Provided information START
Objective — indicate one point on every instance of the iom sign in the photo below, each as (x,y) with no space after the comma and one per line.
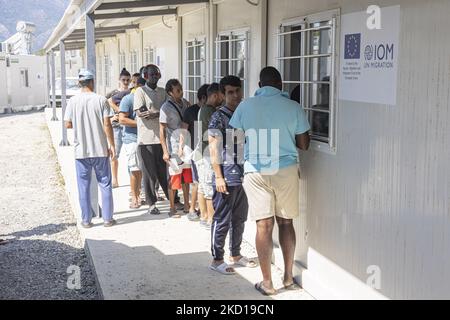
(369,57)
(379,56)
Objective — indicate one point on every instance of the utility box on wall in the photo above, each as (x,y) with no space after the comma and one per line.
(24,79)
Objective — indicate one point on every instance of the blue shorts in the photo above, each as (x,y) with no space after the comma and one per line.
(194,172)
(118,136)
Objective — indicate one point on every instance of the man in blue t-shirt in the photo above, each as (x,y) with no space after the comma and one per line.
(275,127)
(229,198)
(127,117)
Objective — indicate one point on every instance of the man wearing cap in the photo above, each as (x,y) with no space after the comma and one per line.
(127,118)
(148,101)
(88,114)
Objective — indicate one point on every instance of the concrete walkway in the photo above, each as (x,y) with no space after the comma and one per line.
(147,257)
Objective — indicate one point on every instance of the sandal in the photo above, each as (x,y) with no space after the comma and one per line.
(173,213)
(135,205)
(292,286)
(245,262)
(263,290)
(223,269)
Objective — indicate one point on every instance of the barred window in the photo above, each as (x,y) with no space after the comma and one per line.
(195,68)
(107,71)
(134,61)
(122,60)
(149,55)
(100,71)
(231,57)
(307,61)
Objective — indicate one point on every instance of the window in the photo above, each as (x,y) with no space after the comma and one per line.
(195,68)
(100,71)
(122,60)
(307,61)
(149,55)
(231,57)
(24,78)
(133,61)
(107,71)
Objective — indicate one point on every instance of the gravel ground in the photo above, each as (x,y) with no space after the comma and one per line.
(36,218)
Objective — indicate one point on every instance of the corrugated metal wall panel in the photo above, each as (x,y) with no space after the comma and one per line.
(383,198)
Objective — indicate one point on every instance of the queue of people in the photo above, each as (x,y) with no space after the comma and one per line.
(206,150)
Provided information END
Provided information START
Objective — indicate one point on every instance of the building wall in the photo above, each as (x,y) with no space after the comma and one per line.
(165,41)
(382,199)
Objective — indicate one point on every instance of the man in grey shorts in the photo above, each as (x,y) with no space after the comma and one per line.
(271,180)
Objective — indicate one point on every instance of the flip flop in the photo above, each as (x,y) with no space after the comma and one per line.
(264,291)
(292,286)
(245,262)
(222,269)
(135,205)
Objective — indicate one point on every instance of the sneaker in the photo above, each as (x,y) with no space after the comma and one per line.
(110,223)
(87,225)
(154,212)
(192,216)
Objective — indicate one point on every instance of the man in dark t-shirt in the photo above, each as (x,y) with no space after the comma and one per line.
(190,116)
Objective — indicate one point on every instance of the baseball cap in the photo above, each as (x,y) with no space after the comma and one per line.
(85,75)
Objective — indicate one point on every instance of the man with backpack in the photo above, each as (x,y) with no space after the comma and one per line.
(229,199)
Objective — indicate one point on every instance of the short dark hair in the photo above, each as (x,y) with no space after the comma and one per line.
Provided information END
(Assignment)
Starting at the line that has "Objective — indicate one point on every instance of the baseball" in the records above, restate word for word every line until the one that has "Objective — indicate one point on every instance of the short", and include that one as well.

(Output of the exercise)
Objective — indicate one point on every instance of the baseball cap in the photo above, each as (x,y) with no space after the comma and one per line.
(85,75)
Objective — indicate one point on every instance of the man with backpack in the photo above, each as (x,y) with no space after the comma and one per line.
(229,199)
Objective — indicate one point on every instance of the short dark hair in the photo above, each as (x,y) with no space after the comma and one per line.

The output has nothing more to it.